| DOCUMENT |
........

Specifically, a regulated utility can work with DOE and its regulator to use the EIR to implement capital recycling by taking the following five steps:

    1. Identify a reinvestment portfolio that qualifies for the EIR such as new clean energy projects, grid improvements, or upgrades for existing clean energy infrastructure that meet the requirements to qualify for the EIR program and can complete construction by September 30, 2031.[1]
    2. Request a high-leverage EIR loan to finance up to 80% of the total costs for the reinvestment portfolio and, if desired, structure part or all of the loan to use an off-balance sheet, bankruptcy-remote SPV to mitigate potential negative credit rating implications.
    3. Introduce a dedicated non-bypassable surcharge for EIR repayment, which will be separated from base rates on customer bills and cover the cost of repaying the EIR loan to the SPV.
    4. Designate an amount equivalent to some or all of the EIR proceeds for regulatory purposes to recover low-quality rate base.
        1. As utility financial resources are fungible at the corporate level, regulators may deem funds up to the amount being recovered through the surcharge as providing cost recovery of low-quality rate base. This amount no longer needs to be recovered through base tariffs in subsequent rate proceedings.
        2. To balance this move, the regulator deems that less of the cost of the new assets is being recovered by the collections flowing to the SPV. An amount equivalent in size to the expunged low-quality rate base is now treated in base rates as if it were high-quality rate base (e.g., clean assets to be recovered over thirty years).

........

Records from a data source
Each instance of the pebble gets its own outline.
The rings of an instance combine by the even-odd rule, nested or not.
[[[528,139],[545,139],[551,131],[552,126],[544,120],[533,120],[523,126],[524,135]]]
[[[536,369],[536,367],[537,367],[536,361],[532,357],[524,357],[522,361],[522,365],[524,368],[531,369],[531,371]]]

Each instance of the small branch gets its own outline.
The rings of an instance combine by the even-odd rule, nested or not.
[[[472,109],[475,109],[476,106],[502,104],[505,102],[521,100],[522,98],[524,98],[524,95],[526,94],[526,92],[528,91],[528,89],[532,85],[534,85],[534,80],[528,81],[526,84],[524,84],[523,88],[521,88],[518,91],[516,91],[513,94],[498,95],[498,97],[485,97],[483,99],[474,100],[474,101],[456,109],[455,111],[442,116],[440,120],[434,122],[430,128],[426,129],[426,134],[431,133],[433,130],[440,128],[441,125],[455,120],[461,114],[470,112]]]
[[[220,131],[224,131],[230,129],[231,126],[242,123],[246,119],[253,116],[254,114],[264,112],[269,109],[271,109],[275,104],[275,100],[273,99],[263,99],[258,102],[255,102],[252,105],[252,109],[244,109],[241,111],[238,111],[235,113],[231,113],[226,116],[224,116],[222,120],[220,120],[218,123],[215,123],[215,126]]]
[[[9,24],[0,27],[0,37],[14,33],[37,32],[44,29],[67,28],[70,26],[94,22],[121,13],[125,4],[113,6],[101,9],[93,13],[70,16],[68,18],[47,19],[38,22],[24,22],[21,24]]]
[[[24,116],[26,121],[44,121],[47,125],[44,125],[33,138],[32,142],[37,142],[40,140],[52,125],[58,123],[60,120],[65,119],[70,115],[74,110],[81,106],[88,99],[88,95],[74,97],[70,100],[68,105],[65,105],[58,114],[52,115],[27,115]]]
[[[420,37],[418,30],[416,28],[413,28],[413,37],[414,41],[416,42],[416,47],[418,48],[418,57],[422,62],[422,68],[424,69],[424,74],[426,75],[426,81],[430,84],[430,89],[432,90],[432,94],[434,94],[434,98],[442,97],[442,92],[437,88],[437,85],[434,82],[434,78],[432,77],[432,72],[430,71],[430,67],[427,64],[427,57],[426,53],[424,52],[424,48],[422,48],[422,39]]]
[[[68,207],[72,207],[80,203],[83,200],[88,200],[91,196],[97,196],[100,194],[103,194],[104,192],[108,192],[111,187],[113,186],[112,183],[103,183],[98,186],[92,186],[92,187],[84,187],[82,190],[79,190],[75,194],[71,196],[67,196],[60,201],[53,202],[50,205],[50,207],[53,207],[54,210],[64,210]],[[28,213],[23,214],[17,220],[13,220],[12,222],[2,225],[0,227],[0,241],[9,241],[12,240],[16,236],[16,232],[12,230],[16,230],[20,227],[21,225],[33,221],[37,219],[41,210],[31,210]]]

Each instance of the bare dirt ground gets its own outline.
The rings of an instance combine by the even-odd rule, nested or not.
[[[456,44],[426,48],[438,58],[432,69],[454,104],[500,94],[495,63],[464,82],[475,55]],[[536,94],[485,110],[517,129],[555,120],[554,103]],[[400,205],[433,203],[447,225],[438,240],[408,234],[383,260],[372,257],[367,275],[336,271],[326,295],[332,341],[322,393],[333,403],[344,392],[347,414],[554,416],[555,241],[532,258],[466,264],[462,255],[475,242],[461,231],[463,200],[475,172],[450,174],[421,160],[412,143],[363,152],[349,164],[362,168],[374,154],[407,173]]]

........

| GOALS |
(a) Summarize the passage on EIR capital recycling in two sentences.
(b) Carry the passage on EIR capital recycling forward from its final sentence.

| ANSWERS TO THE TASKS |
(a) A regulated utility can work with DOE and its regulator to use the EIR to implement capital recycling by identifying a qualifying reinvestment portfolio and requesting an EIR loan for up to 80% of its costs, optionally structured through an off-balance sheet, bankruptcy-remote SPV. The utility then introduces a dedicated non-bypassable surcharge for repaying the loan and designates an amount equivalent to some or all of the EIR proceeds to recover low-quality rate base, while an equal amount of the new assets is treated in base rates as high-quality rate base.

(b)
      Purely as a matter of regulatory accounting, this intervention effectively allows refinancing of legacy system costs and frees up previously raised shareholder equity for clean portfolio reinvestment. The utility’s equity reinvestment risk has been addressed. And the EIR loan repayment has not been compromised in any way.

    5. Assets remaining in rate base are billed to customers at the utility’s regulator-approved cost of capital. Any amount assigned to rate base, including any fraction of the reinvestment portfolio costs that will not be recovered through the surcharge, earns a financial return at the utility’s rate of return (calculated including any EIR debt kept on balance sheet).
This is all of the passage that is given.